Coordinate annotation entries
-- BEGIN --

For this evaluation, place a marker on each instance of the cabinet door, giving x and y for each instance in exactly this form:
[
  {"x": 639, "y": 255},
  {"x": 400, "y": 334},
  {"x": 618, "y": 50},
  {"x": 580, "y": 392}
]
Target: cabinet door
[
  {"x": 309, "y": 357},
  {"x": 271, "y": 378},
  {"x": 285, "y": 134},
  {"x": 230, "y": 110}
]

-- END --

__Exercise description__: Render every line of the data above as a numbered list, omitting any blank lines.

__Solved problem__:
1. For this evaluation, place a marker on each instance of the cabinet door, giving x and y for each instance in exactly this form:
2. [
3.   {"x": 639, "y": 255},
4.   {"x": 400, "y": 334},
5.   {"x": 618, "y": 50},
6.   {"x": 580, "y": 392}
7. ]
8. Target: cabinet door
9. [
10.   {"x": 309, "y": 357},
11.   {"x": 271, "y": 378},
12.   {"x": 285, "y": 134},
13.   {"x": 230, "y": 110}
14. ]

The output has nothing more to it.